Exercise description: Put the lines of the listing below, starting at the line containing "Ground the pink" and ending at the line containing "xmin=0 ymin=121 xmax=91 ymax=439", into a JSON list of strings with one string per line. Leave out blank lines.
------ Exercise materials ------
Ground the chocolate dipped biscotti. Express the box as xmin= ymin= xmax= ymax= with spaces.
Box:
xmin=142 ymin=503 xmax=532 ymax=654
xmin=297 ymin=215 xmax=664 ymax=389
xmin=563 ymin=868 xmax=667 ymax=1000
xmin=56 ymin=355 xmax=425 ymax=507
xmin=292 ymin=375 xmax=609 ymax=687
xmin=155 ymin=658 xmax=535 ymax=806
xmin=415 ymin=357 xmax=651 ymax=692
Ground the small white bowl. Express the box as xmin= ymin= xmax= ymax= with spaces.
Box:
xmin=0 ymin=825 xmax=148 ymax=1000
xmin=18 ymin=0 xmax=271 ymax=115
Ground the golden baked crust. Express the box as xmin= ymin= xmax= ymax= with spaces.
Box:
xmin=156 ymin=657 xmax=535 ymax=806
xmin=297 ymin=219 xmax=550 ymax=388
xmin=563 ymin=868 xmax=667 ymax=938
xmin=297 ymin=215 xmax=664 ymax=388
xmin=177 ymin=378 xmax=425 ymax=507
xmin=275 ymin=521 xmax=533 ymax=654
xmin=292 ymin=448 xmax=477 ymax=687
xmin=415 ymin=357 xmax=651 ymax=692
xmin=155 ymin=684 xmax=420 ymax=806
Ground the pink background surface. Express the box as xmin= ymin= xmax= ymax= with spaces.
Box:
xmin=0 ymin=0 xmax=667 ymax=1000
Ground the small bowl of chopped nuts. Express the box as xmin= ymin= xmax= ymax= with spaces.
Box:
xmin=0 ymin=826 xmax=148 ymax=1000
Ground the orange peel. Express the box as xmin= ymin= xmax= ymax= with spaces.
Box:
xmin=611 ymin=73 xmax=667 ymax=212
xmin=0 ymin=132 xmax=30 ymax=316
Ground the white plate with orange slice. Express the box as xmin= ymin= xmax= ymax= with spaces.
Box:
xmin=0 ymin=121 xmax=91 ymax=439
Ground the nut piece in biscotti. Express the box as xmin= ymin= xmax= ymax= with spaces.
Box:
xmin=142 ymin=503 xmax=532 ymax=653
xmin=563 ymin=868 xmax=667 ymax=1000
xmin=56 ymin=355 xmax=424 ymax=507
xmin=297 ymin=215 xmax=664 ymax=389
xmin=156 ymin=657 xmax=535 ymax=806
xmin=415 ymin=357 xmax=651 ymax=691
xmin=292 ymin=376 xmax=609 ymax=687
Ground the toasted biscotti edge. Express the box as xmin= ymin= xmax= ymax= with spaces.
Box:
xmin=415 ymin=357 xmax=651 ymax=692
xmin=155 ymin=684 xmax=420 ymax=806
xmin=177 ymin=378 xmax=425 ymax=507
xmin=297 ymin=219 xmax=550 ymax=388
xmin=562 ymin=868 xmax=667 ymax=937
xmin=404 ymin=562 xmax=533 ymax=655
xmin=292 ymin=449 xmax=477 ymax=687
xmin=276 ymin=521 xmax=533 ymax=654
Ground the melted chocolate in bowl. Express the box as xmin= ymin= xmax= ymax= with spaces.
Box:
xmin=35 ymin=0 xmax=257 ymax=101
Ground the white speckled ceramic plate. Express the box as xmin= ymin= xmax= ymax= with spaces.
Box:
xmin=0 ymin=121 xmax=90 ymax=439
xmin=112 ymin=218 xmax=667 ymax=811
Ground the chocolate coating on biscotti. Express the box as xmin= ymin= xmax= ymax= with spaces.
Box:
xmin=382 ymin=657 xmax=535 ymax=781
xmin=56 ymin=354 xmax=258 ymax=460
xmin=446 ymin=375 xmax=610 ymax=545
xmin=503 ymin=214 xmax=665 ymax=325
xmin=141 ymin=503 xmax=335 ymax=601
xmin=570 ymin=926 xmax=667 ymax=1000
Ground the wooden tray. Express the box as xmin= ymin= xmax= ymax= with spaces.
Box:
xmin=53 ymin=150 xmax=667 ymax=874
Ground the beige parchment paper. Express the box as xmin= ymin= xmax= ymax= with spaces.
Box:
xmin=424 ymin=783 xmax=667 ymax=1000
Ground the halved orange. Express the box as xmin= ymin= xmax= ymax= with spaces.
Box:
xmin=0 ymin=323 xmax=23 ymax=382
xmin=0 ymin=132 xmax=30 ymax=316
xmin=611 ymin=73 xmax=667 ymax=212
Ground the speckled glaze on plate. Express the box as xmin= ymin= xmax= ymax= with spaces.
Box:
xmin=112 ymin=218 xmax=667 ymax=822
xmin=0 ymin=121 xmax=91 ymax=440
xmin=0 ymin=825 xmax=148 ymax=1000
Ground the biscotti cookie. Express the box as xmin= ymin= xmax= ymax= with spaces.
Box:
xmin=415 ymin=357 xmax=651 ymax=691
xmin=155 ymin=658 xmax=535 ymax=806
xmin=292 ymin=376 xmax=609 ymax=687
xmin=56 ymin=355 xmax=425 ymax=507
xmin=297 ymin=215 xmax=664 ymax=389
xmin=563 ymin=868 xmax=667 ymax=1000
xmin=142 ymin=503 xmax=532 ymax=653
------
Answer to the problem:
[
  "Ground the pink background surface. Express the box as xmin= ymin= xmax= ymax= with spaces.",
  "Box:",
  "xmin=0 ymin=0 xmax=667 ymax=1000",
  "Ground the small bowl of chopped nuts. Express the box as xmin= ymin= xmax= ymax= with spaces.",
  "Box:",
  "xmin=0 ymin=826 xmax=148 ymax=1000",
  "Ground the orange peel. Express the box as xmin= ymin= xmax= ymax= with spaces.",
  "Box:",
  "xmin=611 ymin=73 xmax=667 ymax=212",
  "xmin=0 ymin=132 xmax=30 ymax=316",
  "Ground the white plate with orange slice. Express the box as xmin= ymin= xmax= ymax= with spaces.",
  "Box:",
  "xmin=0 ymin=121 xmax=91 ymax=439"
]